▶ _Prompt 1_
Count the lines of the records that contain the string "roof", treating case as significant, and give only the number.

═════ Supplied text

Re: [PATCH v2 2/3] ext4: avoid journaling sb update on error if journal is destroying
From: Ojaswin Mujoo
Date: Sat Mar 08 2025 - 03:19:23 EST
On Sat, Mar 08, 2025 at 10:57:16AM +0800, Zhang Yi wrote:
> On 2025/3/8 1:26, Ojaswin Mujoo wrote:
> > On Fri, Mar 07, 2025 at 08:36:08PM +0800, Zhang Yi wrote:
> >> On 2025/3/7 18:27, Ojaswin Mujoo wrote:
> >>> On Fri, Mar 07, 2025 at 04:43:24PM +0800, Zhang Yi wrote:
> >>>> On 2025/3/7 16:13, Ojaswin Mujoo wrote:
> >>>>> On Fri, Mar 07, 2025 at 12:04:26PM +0530, Ojaswin Mujoo wrote:
> >>>>>> On Fri, Mar 07, 2025 at 10:49:28AM +0800, Zhang Yi wrote:
> >>>>>>> On 2025/3/6 22:28, Ojaswin Mujoo wrote:
> >>>>>>>> Presently we always BUG_ON if trying to start a transaction on a journal marked
> >>>>>>>> with JBD2_UNMOUNT, since this should never happen. However, while ltp running
> >>>>>>>> stress tests, it was observed that in case of some error handling paths, it is
> >>>>>>>> possible for update_super_work to start a transaction after the journal is
> >>>>>>>> destroyed eg:
> >>>>>>>>
> >>>>>>>> (umount)

══════════
═════ Input records

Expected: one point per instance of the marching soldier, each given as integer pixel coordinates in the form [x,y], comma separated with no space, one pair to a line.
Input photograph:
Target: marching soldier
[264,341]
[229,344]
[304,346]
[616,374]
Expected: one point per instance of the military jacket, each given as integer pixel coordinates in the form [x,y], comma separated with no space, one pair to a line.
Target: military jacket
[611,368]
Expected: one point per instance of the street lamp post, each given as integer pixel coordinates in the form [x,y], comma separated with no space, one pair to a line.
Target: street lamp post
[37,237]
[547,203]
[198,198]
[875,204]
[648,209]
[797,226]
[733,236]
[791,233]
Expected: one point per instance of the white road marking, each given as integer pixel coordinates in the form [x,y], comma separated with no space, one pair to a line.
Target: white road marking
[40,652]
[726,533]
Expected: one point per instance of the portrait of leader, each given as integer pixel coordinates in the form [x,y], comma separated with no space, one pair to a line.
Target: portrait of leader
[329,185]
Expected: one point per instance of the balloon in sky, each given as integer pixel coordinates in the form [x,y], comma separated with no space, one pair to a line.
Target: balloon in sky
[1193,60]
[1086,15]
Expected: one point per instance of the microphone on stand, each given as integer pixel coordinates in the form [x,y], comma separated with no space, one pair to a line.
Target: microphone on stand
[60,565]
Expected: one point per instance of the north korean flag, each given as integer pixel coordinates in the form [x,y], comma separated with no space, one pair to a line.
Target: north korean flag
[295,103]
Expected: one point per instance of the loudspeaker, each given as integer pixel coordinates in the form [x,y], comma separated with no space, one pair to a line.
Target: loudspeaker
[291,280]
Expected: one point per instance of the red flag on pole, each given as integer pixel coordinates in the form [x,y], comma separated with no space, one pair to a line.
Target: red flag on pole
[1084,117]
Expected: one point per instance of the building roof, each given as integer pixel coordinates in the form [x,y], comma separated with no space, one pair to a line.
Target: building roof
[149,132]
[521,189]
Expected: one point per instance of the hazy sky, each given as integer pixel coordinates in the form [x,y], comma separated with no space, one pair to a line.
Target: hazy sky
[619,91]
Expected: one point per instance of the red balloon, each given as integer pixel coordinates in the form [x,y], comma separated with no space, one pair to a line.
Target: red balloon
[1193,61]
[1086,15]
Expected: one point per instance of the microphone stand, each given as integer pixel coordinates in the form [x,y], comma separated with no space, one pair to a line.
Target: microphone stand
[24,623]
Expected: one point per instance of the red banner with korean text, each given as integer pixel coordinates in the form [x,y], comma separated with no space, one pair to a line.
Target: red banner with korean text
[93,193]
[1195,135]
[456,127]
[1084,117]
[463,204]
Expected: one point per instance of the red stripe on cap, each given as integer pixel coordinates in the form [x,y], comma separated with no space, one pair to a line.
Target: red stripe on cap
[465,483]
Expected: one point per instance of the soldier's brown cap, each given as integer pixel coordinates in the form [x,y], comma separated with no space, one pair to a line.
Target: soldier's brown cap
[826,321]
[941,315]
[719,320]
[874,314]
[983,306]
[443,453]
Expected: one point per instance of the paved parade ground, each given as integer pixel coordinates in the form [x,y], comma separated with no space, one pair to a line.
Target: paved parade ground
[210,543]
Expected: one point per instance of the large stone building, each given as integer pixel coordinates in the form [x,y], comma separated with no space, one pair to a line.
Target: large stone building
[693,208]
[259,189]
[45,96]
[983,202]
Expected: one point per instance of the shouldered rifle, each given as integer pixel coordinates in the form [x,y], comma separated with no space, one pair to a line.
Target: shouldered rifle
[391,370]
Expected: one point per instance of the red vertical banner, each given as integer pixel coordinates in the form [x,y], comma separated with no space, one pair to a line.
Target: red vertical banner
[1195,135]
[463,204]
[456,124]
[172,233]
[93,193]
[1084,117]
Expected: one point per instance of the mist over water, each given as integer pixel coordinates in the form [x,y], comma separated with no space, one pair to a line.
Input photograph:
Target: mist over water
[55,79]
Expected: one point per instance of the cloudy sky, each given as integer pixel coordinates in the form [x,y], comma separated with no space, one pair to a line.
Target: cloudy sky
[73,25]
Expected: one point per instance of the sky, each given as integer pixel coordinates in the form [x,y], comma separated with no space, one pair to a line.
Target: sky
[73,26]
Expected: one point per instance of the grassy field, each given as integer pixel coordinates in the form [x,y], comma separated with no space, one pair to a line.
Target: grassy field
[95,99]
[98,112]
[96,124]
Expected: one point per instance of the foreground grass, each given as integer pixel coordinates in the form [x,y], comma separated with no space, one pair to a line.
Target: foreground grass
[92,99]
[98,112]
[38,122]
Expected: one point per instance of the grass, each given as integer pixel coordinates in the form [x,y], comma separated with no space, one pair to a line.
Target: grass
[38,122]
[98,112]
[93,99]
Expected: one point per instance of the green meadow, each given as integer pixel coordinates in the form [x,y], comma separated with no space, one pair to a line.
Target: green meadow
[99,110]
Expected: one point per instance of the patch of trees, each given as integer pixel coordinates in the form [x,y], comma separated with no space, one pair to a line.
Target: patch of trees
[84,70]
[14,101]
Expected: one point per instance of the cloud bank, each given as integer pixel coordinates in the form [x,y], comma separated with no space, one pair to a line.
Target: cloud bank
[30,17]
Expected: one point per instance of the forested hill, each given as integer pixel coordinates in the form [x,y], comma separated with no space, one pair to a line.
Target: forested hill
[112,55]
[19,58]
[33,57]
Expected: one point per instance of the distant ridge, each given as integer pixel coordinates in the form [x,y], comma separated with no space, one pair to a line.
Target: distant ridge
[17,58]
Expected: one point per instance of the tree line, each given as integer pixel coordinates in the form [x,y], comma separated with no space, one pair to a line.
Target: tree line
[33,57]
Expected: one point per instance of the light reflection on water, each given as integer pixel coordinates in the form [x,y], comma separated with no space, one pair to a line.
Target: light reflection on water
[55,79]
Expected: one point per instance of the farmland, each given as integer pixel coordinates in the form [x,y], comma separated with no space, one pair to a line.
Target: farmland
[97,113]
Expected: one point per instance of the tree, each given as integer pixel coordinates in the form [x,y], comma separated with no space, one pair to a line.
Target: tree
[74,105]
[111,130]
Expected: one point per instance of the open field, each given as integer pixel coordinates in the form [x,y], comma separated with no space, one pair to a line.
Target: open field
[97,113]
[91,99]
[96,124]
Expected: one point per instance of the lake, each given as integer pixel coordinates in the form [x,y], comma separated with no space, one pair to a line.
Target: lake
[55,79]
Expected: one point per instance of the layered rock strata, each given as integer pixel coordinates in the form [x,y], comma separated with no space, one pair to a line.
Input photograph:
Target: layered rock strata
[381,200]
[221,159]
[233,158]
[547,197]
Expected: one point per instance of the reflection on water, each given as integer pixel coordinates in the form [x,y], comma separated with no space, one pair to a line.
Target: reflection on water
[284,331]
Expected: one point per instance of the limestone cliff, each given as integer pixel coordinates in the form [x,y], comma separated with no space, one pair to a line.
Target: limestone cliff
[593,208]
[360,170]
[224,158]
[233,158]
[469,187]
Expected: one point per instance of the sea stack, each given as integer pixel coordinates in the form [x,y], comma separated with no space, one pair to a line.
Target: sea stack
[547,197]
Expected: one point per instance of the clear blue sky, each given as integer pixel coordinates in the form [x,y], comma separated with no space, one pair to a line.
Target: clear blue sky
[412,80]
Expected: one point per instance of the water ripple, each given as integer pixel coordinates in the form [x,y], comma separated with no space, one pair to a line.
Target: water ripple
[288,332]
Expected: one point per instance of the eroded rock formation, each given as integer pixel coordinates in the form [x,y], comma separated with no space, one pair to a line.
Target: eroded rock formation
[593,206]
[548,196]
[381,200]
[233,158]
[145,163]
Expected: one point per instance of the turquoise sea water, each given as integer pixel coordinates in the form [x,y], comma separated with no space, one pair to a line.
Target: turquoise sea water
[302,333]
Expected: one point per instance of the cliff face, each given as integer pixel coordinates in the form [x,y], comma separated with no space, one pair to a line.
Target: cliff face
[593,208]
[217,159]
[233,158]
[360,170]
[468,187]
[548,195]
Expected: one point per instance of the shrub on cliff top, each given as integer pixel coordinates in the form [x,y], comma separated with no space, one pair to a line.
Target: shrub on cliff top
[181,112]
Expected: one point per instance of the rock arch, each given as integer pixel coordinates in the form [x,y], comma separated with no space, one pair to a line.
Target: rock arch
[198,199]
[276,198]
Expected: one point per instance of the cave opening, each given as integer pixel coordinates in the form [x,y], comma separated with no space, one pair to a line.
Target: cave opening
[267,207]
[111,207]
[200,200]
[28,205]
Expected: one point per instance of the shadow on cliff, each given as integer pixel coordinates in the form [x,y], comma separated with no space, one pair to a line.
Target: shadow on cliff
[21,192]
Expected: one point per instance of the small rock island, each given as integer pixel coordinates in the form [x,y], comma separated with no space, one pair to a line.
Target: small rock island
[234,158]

══════════

▶ _Prompt 2_
Translate this sentence from the ext4 patch thread into Spanish: "Presently we always BUG_ON if trying to start a transaction on a journal marked with JBD2_UNMOUNT, since this should never happen."

▶ _Full output 1_
2

▶ _Full output 2_
Actualmente siempre ejecutamos BUG_ON si se intenta iniciar una transacción en un journal marcado con JBD2_UNMOUNT, ya que esto nunca debería ocurrir.